>>>
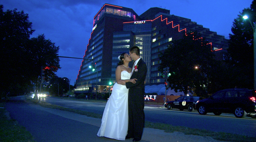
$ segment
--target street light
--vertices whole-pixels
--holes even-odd
[[[248,18],[248,16],[245,15],[243,16],[245,19]],[[254,27],[252,26],[252,24],[250,22],[250,19],[248,18],[250,25],[252,25],[253,29],[253,53],[254,53],[254,84],[253,89],[256,90],[256,23],[254,24]]]

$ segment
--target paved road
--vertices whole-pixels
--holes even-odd
[[[37,142],[120,142],[96,135],[101,119],[70,112],[28,104],[23,96],[11,98],[5,109],[12,118],[26,127]],[[125,140],[132,142],[132,138]],[[163,130],[144,128],[141,142],[224,142],[211,137],[167,133]]]
[[[46,97],[42,101],[100,114],[103,113],[106,105],[103,103],[53,97]],[[254,137],[256,131],[256,119],[249,117],[238,118],[232,114],[223,113],[220,116],[216,116],[213,113],[208,113],[207,115],[202,115],[196,111],[168,110],[166,108],[148,106],[145,106],[144,111],[145,120],[154,122],[250,137]]]

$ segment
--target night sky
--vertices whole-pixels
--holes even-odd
<<<
* Set problem
Copy all of the data above verbatim, omitting the pictures.

* Output for this task
$ segment
--target street light
--vertices whole-pixels
--holes even-odd
[[[248,18],[248,16],[245,15],[243,16],[245,19]],[[254,27],[252,26],[252,24],[250,22],[250,19],[248,18],[250,25],[252,25],[253,29],[253,53],[254,53],[254,84],[253,89],[256,90],[256,23],[254,24]]]

$ segment
--target paved road
--vertices whole-pixels
--holes even-odd
[[[37,142],[120,142],[96,135],[101,119],[70,112],[28,104],[23,96],[11,98],[5,109],[12,118],[26,127]],[[125,140],[132,142],[132,138]],[[163,130],[144,128],[141,142],[224,142],[211,137],[167,133]]]
[[[46,97],[42,101],[100,114],[103,113],[106,105],[103,103],[53,97]],[[254,137],[256,131],[256,119],[249,117],[238,118],[232,114],[223,113],[220,116],[216,116],[213,113],[208,113],[207,115],[202,115],[196,111],[168,110],[166,108],[148,106],[145,106],[144,111],[145,120],[154,122],[250,137]]]

$ segment
--target night sky
--vertices whole-pixels
--holes even-odd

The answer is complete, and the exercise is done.